>>>>

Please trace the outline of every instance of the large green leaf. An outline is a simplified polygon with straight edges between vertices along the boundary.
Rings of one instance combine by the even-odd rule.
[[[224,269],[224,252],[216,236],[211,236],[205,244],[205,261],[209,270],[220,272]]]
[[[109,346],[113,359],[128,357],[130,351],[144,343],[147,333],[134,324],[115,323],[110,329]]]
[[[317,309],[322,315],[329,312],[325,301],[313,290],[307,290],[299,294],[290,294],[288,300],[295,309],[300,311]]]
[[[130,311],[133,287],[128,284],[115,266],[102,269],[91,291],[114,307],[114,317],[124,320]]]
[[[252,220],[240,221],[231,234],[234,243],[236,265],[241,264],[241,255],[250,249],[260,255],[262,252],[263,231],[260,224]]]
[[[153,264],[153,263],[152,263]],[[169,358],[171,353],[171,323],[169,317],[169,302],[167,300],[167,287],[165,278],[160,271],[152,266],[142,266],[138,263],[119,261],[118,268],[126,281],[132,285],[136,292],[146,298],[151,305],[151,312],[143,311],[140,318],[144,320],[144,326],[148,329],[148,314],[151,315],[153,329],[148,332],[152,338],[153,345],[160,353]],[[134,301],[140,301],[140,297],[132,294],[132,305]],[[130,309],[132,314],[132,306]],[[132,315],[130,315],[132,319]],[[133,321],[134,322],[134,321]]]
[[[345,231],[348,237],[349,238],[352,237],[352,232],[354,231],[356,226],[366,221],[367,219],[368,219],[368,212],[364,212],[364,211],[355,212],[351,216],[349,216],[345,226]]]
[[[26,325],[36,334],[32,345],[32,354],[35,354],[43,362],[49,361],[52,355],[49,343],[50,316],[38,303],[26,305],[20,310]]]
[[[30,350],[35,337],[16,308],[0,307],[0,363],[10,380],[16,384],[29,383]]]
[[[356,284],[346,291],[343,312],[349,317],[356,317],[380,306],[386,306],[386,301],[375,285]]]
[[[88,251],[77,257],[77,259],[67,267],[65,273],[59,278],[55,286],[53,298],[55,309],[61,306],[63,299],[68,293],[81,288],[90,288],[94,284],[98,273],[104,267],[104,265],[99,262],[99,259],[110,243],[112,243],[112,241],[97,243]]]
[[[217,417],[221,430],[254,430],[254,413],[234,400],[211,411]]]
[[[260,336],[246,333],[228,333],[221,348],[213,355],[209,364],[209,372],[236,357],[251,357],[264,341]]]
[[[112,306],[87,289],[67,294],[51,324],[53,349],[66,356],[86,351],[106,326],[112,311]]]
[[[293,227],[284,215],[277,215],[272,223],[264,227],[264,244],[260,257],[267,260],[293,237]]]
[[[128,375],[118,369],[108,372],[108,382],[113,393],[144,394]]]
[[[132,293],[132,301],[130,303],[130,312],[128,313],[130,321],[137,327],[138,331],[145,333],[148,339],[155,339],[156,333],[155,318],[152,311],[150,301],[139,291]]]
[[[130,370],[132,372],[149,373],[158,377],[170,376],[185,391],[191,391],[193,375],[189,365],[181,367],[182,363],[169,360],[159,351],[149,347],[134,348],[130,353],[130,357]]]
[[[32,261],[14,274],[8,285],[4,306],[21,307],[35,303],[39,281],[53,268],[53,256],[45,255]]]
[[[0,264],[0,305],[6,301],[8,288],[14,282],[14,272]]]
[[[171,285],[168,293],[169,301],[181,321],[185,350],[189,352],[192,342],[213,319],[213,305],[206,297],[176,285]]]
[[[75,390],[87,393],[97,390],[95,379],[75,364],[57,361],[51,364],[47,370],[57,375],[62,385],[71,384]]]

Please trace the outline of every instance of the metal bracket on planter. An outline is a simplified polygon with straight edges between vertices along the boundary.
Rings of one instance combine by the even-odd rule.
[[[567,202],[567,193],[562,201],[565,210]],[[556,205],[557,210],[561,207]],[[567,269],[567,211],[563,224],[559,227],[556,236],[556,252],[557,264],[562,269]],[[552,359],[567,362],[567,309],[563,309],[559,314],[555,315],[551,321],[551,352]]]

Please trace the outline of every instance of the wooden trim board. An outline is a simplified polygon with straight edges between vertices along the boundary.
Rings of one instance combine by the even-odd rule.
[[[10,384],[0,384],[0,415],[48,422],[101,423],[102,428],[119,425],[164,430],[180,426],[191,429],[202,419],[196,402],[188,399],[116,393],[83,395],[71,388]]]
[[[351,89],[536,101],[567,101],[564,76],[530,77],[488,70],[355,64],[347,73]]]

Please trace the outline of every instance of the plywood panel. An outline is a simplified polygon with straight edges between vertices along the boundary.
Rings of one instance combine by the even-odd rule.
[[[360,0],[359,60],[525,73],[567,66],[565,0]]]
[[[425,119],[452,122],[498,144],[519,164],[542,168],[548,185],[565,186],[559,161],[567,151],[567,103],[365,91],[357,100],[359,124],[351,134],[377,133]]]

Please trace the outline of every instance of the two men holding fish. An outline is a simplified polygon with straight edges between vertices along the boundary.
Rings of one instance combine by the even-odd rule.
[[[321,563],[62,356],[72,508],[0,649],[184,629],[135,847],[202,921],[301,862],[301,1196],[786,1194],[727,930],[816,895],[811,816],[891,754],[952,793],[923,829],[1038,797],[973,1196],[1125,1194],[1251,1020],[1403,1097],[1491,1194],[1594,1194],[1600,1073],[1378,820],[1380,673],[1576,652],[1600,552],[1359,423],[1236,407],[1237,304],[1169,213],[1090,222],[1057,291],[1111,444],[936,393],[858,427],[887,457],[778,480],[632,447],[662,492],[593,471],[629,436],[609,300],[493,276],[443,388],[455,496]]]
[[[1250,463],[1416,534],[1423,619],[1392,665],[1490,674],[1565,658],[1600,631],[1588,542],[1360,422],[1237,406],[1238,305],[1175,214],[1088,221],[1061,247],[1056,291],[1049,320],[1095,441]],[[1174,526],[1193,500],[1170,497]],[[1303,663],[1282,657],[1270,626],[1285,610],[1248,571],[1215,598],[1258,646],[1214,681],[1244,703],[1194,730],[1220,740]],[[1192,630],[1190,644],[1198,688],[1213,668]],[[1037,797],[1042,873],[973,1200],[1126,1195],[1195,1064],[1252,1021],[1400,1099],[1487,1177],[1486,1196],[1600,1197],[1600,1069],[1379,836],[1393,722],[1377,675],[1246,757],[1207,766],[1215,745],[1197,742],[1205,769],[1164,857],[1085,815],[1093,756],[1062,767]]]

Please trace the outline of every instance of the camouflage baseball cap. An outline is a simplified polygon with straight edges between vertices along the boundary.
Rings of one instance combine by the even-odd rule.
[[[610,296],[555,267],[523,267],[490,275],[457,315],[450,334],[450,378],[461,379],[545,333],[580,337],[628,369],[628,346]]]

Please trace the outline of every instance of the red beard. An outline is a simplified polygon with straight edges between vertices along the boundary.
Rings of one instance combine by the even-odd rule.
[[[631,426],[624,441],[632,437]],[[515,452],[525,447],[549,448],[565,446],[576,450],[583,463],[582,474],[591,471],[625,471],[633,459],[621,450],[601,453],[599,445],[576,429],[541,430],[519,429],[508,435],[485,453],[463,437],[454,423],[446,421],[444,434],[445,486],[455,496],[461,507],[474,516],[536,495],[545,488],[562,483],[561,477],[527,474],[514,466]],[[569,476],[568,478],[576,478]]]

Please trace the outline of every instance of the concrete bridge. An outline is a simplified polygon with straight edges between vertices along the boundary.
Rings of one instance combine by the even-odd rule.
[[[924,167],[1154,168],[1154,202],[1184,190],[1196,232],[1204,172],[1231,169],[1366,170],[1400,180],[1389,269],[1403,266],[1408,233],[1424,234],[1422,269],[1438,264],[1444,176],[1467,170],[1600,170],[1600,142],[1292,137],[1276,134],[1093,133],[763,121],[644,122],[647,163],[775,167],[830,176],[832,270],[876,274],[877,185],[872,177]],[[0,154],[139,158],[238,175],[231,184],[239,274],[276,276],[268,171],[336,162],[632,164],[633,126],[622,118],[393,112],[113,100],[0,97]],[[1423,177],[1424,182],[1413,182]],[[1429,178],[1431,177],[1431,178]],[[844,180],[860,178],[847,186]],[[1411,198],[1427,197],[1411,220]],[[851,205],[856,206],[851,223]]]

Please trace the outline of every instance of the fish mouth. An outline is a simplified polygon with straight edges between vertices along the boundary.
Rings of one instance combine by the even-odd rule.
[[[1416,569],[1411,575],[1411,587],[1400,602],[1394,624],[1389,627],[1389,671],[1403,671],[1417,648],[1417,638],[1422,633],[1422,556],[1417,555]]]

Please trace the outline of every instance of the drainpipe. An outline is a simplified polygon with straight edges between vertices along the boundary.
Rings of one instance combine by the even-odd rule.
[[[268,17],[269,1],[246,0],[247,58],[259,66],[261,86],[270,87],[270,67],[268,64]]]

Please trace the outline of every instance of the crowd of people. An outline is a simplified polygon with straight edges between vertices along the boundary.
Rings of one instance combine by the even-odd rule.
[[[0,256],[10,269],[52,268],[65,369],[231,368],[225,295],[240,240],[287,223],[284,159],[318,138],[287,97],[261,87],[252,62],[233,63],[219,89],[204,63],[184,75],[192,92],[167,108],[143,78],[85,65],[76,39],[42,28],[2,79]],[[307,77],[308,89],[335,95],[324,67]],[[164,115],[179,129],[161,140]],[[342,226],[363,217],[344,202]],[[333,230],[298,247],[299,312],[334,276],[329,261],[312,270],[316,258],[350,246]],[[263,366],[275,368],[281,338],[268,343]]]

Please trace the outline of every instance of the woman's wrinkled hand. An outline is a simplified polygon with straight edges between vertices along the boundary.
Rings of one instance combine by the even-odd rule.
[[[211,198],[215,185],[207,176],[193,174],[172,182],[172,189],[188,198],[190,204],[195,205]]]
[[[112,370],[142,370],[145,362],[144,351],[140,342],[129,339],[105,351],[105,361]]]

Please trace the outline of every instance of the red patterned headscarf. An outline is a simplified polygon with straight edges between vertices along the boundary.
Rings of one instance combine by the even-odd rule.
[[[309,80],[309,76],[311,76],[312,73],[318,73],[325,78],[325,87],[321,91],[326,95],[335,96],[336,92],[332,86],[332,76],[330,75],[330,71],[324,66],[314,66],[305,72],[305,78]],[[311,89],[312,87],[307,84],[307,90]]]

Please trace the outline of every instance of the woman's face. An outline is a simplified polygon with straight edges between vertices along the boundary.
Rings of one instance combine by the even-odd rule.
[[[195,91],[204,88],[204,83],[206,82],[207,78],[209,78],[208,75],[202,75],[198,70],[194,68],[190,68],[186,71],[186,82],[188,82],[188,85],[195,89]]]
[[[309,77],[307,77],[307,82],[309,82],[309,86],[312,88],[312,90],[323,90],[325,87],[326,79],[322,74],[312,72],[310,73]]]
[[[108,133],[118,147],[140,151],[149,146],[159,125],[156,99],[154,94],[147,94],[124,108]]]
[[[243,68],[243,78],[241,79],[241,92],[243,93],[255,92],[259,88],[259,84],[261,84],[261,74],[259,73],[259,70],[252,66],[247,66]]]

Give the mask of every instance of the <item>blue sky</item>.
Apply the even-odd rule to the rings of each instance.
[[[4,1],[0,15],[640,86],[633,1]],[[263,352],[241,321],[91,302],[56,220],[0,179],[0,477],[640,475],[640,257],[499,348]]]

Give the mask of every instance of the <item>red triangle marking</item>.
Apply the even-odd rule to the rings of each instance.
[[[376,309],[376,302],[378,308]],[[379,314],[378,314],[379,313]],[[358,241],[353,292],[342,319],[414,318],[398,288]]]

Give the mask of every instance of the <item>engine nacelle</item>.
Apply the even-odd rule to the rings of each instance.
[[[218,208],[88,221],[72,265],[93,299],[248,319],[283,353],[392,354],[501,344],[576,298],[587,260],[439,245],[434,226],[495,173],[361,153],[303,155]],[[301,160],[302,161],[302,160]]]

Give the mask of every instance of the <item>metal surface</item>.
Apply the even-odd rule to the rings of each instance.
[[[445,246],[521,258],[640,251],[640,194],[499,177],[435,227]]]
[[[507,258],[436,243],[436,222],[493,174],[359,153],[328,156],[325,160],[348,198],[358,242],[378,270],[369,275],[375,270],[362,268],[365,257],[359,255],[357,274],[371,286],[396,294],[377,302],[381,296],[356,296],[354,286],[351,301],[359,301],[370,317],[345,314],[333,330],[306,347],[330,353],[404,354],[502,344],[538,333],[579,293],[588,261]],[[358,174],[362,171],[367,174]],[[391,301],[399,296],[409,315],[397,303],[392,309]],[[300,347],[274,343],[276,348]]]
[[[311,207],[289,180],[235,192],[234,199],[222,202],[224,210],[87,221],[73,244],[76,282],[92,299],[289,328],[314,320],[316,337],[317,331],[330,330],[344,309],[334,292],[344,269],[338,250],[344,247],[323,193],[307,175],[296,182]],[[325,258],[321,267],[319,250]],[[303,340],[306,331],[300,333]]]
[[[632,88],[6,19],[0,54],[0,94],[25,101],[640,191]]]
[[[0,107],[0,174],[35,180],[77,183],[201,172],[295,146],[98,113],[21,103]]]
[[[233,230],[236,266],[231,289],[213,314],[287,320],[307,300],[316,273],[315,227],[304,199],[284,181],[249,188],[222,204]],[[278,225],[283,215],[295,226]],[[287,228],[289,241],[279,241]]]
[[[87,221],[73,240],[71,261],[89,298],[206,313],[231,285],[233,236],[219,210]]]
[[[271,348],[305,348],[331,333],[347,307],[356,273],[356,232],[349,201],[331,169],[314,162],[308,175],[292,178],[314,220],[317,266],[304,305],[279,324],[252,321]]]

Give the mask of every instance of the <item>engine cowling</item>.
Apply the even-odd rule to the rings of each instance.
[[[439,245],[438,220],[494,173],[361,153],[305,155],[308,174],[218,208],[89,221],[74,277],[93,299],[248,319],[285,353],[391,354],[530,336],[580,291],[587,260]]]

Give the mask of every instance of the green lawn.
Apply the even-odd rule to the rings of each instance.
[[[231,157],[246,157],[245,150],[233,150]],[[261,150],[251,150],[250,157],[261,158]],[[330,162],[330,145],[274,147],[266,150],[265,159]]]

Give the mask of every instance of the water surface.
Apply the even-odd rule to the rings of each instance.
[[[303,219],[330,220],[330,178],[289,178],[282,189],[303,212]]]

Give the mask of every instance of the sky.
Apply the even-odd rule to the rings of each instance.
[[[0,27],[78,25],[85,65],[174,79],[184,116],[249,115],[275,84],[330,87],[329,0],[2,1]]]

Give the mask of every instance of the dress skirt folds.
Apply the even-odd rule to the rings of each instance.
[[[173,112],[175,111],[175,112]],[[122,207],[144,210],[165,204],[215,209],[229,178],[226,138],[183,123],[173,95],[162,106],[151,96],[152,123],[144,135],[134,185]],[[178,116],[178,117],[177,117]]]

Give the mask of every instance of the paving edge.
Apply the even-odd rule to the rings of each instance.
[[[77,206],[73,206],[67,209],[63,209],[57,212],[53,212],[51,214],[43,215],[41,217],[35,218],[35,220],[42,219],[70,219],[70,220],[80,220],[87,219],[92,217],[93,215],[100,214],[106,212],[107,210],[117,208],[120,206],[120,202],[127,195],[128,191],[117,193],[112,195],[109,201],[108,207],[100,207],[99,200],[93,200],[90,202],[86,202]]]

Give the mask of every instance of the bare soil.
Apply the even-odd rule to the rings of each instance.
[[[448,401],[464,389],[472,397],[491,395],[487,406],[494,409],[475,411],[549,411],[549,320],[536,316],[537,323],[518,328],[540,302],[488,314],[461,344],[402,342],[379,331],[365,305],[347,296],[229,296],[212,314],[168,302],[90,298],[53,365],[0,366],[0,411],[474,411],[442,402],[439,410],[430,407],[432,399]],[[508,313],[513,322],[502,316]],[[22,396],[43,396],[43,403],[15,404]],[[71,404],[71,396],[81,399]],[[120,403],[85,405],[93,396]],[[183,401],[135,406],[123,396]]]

<<<<

__What you should do__
Some lines above hold the word "item". Copy all of them.

__Output of the exercise__
Give the mask of every instance of the <item>blue sky</item>.
Give the mask of every instance of the <item>red triangle marking</item>.
Give the mask of every instance of the <item>engine nacelle</item>.
Give the mask of every instance of the <item>metal surface</item>.
Give the mask of every instance of the <item>engine cowling</item>.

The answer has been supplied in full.